▶ **Assignment**
Write out exactly the lines from the start of the entries through the one that contains "TARGET = fish fin", including both.

Top of Exercise data

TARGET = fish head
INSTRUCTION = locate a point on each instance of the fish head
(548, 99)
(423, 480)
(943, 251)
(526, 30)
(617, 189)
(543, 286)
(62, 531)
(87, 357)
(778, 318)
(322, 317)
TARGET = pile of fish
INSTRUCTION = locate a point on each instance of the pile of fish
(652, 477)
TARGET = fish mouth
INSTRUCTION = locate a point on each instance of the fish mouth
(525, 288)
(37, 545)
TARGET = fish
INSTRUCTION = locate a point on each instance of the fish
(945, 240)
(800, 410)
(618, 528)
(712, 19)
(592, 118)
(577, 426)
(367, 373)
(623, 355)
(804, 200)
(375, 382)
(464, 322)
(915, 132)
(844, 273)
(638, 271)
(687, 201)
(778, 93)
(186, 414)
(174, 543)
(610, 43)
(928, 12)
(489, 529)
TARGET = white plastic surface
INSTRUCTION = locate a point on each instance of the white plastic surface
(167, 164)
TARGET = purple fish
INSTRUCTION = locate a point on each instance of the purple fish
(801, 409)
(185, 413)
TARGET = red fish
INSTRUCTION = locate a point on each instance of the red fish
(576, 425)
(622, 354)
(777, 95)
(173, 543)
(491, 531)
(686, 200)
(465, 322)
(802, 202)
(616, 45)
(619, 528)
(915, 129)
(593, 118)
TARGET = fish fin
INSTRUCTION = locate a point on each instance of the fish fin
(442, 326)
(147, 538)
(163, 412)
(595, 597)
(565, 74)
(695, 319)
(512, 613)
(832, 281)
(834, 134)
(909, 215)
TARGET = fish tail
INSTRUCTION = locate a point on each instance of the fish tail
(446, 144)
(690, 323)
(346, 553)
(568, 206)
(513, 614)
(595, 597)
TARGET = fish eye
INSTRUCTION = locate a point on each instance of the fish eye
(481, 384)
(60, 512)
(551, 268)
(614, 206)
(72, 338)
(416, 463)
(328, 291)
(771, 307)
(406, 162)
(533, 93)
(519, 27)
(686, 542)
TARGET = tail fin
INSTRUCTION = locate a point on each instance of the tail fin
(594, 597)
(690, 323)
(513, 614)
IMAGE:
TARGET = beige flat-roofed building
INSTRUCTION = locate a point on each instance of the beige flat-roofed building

Bottom of Exercise data

▶ **Response**
TARGET = fish head
INSTRUCTION = locate a point on each instance of the fish head
(548, 99)
(423, 480)
(943, 251)
(526, 30)
(617, 189)
(543, 286)
(62, 531)
(87, 357)
(778, 318)
(322, 317)
TARGET = pile of fish
INSTRUCTION = locate a point on each instance of the pile of fish
(652, 477)
TARGET = fish mouth
INSTRUCTION = locate a point on each instance of the fish mouth
(525, 288)
(37, 545)
TARGET = fish
INSTRUCTION = locate a point on each instance of the fish
(945, 240)
(800, 410)
(618, 528)
(712, 19)
(592, 118)
(577, 426)
(367, 373)
(623, 355)
(804, 200)
(375, 382)
(464, 322)
(915, 132)
(844, 273)
(638, 271)
(687, 201)
(778, 93)
(186, 414)
(174, 543)
(610, 43)
(928, 12)
(489, 529)
TARGET = white plastic surface
INSTRUCTION = locate a point on each instance of the white plastic surface
(167, 164)
TARGET = purple fish
INSTRUCTION = locate a point on each instance of the purple fish
(801, 409)
(185, 413)
TARGET = red fish
INSTRUCTION = locate a point on each instance of the red fish
(576, 425)
(622, 354)
(777, 95)
(173, 543)
(491, 531)
(686, 200)
(465, 322)
(802, 202)
(616, 45)
(619, 528)
(915, 129)
(593, 118)
TARGET = fish fin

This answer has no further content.